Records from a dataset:

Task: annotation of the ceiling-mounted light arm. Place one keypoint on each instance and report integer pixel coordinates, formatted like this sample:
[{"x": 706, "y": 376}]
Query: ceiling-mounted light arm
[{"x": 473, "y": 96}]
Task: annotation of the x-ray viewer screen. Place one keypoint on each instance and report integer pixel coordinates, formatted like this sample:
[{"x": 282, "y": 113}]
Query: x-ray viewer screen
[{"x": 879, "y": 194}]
--
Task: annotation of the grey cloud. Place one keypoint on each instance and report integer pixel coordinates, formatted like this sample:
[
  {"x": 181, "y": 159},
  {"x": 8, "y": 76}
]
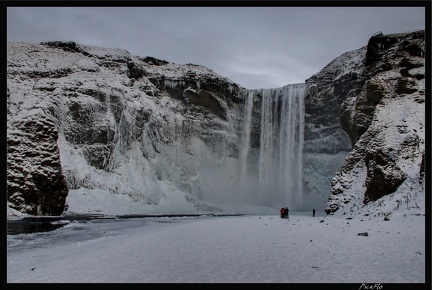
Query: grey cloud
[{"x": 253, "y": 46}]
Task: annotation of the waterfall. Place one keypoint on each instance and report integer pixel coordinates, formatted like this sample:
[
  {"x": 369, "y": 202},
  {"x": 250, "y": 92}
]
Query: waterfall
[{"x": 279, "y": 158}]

# Task statement
Only one thing belongs in the answer: the number of lines of the data that contain the string "instance".

# Written response
4